**Requirement**
Beginning with the line where "Question. Point out every instance of the white cloud" appears, repeat every remaining line of the entries exactly, the last line included.
____________
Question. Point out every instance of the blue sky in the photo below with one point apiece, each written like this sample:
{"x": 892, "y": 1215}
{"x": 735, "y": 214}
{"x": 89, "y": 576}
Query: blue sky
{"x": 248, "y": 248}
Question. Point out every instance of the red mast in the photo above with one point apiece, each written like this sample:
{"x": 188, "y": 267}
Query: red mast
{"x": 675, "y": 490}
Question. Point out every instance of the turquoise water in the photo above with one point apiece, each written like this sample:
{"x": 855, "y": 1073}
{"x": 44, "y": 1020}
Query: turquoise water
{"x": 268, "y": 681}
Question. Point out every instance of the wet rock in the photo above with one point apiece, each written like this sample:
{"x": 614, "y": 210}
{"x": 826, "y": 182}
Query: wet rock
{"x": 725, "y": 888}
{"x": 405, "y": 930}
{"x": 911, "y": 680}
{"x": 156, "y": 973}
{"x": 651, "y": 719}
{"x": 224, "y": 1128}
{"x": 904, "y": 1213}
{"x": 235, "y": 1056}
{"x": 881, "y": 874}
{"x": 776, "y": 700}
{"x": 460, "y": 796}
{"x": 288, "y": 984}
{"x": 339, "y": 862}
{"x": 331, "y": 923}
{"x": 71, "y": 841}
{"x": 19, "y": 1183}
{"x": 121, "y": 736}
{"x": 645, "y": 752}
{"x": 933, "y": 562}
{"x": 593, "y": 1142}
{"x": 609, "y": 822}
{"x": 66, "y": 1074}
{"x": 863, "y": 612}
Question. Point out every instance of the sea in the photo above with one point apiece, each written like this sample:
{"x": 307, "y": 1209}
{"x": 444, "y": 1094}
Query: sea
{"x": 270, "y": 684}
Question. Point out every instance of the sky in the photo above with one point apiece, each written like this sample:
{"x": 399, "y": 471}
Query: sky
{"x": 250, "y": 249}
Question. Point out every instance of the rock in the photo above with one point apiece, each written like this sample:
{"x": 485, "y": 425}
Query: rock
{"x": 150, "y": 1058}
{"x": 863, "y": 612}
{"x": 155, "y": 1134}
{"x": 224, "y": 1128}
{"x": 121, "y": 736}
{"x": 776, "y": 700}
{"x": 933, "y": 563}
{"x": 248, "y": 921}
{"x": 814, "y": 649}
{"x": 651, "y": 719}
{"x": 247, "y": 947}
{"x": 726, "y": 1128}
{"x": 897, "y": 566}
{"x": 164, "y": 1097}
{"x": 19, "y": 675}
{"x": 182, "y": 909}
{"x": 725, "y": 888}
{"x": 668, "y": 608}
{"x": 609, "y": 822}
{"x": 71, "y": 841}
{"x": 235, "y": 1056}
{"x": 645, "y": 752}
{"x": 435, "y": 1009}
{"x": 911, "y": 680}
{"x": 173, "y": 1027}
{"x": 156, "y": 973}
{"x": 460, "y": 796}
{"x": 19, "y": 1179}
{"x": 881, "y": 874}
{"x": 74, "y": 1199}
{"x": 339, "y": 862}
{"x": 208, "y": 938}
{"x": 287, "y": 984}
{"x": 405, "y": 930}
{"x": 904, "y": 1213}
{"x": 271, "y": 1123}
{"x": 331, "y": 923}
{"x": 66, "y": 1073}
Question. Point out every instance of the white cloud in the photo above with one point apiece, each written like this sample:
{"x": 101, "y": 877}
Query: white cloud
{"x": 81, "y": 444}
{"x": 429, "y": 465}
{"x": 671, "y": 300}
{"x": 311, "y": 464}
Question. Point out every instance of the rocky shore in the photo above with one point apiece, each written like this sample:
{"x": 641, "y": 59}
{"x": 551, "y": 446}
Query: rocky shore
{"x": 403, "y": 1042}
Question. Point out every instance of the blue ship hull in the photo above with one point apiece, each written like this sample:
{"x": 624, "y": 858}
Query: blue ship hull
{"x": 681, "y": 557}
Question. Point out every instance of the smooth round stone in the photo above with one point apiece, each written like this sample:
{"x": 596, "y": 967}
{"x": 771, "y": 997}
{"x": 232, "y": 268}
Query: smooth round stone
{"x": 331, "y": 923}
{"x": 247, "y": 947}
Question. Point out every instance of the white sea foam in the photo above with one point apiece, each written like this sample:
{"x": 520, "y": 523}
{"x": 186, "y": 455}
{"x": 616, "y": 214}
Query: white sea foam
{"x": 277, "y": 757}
____________
**Solution**
Question. Point out every instance of the white cloud in the photo above with one point apiece, each written like this sample:
{"x": 101, "y": 877}
Query: white cloud
{"x": 81, "y": 444}
{"x": 429, "y": 465}
{"x": 671, "y": 300}
{"x": 311, "y": 464}
Question. Point out every instance of the rocky shore in the photo above with one point apiece, each written like this sample:
{"x": 641, "y": 59}
{"x": 551, "y": 446}
Query: rocky shore
{"x": 403, "y": 1042}
Question. Point out every instance of the blue ship hull in the photo above with one point apiece, each written like this sample:
{"x": 624, "y": 858}
Query: blue ship hull
{"x": 681, "y": 557}
Question. Point out every instance of the smooth round stone in the photo above with one point apiece, each written like this sample:
{"x": 596, "y": 967}
{"x": 771, "y": 997}
{"x": 232, "y": 268}
Query: smooth round stone
{"x": 331, "y": 923}
{"x": 247, "y": 947}
Question. Point out every instance of the white sea foam in the photo above with one point apiece, each written like this sample:
{"x": 520, "y": 523}
{"x": 186, "y": 455}
{"x": 616, "y": 214}
Query: white sea foam
{"x": 277, "y": 757}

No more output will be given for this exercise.